■ What to work on:
Can you give the material again, starting with the line that contains "target | koala leg" and going on through the end of the material, switching every "drop a pin" to "place a marker" and leaving everything else unchanged?

■ Stored rows:
= = = =

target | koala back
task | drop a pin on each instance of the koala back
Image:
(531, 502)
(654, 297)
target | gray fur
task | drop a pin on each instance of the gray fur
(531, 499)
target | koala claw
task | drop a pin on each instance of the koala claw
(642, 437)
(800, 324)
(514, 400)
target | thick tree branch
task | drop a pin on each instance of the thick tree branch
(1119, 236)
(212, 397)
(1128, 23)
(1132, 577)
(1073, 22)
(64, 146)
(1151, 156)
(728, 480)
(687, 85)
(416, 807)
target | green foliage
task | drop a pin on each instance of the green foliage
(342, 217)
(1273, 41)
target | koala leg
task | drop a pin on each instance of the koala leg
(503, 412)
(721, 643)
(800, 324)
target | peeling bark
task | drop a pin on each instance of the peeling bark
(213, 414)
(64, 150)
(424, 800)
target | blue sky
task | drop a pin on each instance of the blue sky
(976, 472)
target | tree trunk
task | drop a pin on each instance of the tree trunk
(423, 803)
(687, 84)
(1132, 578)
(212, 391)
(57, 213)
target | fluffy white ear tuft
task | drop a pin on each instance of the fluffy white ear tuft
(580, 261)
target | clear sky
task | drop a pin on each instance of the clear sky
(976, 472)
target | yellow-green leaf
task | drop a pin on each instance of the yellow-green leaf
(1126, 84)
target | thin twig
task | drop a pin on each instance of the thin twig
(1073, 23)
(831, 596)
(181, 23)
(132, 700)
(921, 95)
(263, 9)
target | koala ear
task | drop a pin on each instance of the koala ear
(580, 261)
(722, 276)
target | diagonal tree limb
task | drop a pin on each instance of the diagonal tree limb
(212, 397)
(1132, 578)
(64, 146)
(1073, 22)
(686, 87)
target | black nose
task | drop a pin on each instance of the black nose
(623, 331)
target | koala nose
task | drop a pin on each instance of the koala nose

= = = =

■ Output of the exercise:
target | koala leg
task | place a marker on each instance of the koala leg
(503, 412)
(721, 643)
(800, 324)
target | peeling bark
task | place a marker on each instance of the peeling bark
(213, 414)
(64, 150)
(424, 800)
target | blue sky
task | place a marker on each instance of the blue sky
(976, 472)
target | tree trunk
task | place a marker on each instance of the tree trunk
(423, 803)
(687, 84)
(1132, 578)
(212, 391)
(57, 213)
target | fluffy white ear tuft
task | place a marker on each instance of the fluffy white ear tuft
(580, 261)
target | clear sky
task | place a marker on each instance of the clear sky
(976, 472)
target | yellow-green leaf
task | place a marker on each instance of the yellow-green leaf
(1126, 84)
target | thin twig
task | place a marker on each instance of the thin twig
(1073, 23)
(831, 596)
(181, 23)
(132, 700)
(921, 95)
(263, 9)
target | koala ear
task | place a marker on each instance of the koala ear
(580, 261)
(722, 276)
target | diagonal tree limb
task | place a marker on each instance of the diagonal tree limb
(212, 397)
(1132, 578)
(64, 146)
(1073, 22)
(686, 87)
target | black nose
task | place a marker on each instance of the black nose
(623, 331)
target | koala nose
task | place a marker on each instance of the koala nose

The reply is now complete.